- **Provided records**:
((
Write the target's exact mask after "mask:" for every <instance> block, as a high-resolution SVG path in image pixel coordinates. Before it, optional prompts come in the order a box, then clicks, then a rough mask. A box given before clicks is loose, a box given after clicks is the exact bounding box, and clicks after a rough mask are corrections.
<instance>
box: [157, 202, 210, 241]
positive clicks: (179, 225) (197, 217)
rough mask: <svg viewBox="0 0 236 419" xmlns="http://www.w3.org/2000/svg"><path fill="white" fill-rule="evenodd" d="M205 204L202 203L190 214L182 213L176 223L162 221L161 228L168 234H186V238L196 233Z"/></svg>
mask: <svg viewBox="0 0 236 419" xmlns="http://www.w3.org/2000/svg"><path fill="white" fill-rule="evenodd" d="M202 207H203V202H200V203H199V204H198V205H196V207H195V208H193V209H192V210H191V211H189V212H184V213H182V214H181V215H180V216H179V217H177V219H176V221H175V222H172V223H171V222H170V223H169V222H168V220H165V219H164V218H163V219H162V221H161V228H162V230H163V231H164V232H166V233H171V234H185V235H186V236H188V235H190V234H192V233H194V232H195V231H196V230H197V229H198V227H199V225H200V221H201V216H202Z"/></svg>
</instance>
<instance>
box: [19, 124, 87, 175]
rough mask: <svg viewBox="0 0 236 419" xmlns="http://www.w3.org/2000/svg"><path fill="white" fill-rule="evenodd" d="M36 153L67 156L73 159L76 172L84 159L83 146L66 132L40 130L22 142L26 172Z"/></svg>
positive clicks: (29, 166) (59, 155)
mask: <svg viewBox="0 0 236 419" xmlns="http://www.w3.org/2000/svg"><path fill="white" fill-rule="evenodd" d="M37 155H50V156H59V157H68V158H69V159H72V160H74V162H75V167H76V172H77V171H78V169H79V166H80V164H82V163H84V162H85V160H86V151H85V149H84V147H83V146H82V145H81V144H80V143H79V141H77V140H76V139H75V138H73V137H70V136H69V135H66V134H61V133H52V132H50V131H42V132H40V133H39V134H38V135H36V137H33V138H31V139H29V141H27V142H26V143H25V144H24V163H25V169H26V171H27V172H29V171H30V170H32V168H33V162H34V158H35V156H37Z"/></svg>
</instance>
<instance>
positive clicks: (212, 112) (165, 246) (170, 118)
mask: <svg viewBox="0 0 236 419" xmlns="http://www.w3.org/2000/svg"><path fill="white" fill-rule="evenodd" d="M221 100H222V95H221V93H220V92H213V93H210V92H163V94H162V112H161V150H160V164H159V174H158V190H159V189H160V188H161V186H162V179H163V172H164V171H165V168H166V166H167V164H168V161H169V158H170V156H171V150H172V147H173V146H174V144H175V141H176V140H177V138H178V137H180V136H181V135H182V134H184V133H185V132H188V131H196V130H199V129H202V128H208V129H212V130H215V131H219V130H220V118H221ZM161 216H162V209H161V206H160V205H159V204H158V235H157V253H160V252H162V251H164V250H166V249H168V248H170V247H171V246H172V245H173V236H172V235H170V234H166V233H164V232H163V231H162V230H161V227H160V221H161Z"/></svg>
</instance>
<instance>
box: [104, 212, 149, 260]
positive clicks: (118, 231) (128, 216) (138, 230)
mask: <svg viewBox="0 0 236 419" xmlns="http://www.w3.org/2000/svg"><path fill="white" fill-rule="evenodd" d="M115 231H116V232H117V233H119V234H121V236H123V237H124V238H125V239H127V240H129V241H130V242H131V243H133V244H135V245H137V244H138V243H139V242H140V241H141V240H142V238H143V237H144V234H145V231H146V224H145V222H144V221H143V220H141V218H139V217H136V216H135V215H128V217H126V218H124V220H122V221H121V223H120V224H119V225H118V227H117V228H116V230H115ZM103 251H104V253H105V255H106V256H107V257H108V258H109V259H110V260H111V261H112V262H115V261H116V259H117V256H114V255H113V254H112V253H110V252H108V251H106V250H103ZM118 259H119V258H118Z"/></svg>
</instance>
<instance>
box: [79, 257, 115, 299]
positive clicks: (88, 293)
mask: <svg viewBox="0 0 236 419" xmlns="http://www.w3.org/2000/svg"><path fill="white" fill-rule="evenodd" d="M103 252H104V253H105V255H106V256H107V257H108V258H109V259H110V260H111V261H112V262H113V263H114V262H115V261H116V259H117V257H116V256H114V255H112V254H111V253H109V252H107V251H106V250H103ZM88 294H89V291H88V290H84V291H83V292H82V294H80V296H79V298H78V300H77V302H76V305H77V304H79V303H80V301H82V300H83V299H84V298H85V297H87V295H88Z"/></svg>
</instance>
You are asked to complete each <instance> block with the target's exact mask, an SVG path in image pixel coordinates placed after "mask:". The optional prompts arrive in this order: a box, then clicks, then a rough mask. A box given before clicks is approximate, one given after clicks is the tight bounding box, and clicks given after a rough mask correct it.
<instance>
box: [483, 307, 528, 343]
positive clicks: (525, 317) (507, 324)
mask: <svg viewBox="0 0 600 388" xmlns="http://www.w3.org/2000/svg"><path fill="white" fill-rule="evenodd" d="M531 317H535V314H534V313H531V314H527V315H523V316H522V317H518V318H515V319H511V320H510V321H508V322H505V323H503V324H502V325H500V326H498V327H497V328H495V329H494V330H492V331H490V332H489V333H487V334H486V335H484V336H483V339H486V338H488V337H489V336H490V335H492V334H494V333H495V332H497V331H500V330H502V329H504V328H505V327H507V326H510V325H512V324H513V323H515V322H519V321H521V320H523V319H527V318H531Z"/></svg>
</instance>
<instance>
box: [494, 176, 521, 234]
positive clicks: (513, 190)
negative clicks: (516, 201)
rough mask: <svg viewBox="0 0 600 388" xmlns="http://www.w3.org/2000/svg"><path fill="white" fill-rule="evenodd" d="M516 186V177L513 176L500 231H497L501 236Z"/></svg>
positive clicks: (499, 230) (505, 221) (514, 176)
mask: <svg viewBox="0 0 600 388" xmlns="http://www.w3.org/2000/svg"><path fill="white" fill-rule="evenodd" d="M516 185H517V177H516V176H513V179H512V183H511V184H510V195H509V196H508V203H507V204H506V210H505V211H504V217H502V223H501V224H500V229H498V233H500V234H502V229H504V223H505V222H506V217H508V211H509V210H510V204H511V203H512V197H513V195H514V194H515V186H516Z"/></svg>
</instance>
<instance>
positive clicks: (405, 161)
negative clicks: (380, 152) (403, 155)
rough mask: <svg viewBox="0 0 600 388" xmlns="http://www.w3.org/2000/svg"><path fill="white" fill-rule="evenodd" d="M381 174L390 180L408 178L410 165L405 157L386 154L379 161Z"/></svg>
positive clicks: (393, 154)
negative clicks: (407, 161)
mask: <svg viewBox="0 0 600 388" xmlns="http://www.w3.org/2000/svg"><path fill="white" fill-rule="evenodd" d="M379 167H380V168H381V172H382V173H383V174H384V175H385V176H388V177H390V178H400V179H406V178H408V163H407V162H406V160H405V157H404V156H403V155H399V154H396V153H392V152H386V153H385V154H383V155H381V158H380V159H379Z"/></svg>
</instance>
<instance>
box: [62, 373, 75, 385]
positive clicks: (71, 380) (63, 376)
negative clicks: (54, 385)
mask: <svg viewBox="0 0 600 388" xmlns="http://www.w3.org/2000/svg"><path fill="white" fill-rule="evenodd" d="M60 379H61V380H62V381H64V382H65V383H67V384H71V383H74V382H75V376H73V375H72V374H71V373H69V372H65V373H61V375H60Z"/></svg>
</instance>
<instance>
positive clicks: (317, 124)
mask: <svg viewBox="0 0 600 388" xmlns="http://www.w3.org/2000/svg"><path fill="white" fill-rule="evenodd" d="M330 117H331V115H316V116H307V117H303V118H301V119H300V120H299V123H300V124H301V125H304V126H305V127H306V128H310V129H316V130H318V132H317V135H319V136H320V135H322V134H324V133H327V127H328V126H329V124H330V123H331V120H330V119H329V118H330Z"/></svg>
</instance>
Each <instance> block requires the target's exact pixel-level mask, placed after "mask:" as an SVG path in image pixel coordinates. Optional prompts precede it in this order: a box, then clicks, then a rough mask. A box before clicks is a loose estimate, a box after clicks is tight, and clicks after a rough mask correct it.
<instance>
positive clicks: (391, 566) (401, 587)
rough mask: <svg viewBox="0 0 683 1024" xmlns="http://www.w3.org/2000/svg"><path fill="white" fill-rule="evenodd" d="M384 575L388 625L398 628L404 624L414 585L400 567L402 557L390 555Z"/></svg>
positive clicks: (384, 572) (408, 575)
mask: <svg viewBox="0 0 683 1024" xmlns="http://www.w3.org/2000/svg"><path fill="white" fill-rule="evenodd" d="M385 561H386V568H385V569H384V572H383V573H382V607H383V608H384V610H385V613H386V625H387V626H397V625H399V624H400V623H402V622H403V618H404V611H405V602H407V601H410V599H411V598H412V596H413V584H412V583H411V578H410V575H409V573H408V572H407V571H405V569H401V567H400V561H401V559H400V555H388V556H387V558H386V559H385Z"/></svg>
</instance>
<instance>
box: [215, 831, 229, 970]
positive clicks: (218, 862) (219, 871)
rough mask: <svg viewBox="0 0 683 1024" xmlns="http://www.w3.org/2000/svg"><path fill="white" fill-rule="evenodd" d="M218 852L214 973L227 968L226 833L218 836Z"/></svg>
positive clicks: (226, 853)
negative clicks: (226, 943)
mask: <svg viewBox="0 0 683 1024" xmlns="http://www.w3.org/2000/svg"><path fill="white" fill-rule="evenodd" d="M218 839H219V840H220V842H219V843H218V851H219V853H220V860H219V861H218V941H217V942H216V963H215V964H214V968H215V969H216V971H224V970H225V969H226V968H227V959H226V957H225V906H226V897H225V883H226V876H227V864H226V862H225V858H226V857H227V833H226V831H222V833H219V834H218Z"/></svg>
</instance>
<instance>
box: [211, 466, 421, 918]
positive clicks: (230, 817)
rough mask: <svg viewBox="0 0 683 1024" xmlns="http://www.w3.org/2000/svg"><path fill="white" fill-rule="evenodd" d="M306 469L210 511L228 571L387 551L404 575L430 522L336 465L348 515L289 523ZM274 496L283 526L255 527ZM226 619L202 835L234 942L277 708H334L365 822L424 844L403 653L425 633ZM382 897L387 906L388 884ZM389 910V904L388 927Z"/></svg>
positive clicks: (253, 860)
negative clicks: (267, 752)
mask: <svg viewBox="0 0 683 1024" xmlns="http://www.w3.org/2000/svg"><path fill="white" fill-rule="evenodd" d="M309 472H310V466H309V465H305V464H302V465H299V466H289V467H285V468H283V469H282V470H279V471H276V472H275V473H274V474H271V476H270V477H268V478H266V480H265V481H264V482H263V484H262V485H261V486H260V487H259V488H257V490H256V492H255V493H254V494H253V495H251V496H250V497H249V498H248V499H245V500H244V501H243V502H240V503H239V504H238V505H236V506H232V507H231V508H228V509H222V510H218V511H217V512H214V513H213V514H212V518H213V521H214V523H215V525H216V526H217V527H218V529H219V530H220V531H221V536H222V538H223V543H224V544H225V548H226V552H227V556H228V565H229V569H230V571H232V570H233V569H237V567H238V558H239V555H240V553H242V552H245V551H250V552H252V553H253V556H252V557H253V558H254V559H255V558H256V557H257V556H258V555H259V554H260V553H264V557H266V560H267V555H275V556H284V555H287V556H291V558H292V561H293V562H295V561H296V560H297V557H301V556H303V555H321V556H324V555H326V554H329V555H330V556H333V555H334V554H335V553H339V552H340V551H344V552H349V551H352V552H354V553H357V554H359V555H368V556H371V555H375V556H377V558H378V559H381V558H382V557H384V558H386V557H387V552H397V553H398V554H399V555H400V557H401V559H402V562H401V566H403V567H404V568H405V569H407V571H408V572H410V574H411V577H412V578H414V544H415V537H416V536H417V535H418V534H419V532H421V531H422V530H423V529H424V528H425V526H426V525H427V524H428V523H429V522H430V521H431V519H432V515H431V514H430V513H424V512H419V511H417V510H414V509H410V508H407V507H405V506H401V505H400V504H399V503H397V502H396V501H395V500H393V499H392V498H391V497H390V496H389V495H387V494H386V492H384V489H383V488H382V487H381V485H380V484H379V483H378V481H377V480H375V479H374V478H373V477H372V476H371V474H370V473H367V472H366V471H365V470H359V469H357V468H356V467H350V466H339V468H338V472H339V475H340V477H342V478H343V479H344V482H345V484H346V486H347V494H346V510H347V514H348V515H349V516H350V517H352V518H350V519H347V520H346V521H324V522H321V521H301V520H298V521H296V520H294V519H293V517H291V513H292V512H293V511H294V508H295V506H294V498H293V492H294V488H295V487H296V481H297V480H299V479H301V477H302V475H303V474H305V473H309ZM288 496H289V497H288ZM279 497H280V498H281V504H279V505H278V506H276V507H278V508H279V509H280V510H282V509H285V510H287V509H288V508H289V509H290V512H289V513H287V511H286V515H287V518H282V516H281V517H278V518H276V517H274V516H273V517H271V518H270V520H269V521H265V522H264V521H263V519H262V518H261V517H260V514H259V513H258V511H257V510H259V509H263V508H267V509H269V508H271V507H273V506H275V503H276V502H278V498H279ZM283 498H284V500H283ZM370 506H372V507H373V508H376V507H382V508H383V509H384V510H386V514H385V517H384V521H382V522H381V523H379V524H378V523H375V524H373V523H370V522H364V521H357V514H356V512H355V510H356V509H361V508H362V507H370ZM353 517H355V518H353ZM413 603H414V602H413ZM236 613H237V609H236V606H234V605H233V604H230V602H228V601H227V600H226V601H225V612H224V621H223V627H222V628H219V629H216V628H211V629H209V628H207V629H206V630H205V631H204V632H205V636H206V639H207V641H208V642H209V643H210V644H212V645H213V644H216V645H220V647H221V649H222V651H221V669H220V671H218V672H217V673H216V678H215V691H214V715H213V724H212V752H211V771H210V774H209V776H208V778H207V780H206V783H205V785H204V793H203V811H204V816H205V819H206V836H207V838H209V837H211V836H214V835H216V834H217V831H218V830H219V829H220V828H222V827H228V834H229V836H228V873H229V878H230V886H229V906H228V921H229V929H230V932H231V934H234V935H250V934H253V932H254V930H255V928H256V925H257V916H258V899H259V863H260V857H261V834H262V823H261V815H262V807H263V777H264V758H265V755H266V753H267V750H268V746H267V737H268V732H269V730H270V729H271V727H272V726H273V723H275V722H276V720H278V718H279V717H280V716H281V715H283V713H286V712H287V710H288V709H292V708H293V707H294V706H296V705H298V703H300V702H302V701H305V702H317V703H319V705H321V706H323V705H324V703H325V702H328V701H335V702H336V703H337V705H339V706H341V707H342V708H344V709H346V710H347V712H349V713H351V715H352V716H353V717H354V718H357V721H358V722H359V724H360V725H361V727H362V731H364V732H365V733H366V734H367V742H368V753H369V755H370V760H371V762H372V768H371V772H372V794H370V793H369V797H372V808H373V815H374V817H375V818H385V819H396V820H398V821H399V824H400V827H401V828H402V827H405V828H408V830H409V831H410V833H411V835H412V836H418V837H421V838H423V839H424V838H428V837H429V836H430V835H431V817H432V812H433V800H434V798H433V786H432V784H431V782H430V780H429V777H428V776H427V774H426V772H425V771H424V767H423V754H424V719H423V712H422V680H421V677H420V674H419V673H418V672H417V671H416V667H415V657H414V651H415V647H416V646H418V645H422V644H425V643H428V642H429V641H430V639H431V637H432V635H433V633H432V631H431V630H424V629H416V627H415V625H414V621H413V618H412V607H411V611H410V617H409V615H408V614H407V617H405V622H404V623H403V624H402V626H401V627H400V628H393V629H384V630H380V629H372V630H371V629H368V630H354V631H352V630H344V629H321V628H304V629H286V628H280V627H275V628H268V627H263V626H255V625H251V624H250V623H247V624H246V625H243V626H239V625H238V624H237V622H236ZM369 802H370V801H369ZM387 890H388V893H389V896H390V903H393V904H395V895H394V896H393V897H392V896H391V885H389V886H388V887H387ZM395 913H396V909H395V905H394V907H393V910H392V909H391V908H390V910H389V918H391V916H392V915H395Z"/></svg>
))
- **What this task involves**: Put the lines of the data, starting at the very first line and ending at the line that contains "positive clicks: (179, 225) (197, 217)", into a numbered list, leaving out any blank lines.

- **Response to the task**:
1. Write the target's exact mask after "mask:" for every <instance> block, as a high-resolution SVG path in image pixel coordinates. Before it, optional prompts come in the order a box, then clicks, then a rough mask. A box given before clicks is loose, a box given after clicks is the exact bounding box, and clicks after a rough mask are corrections.
2. <instance>
3. box: [157, 202, 210, 241]
4. positive clicks: (179, 225) (197, 217)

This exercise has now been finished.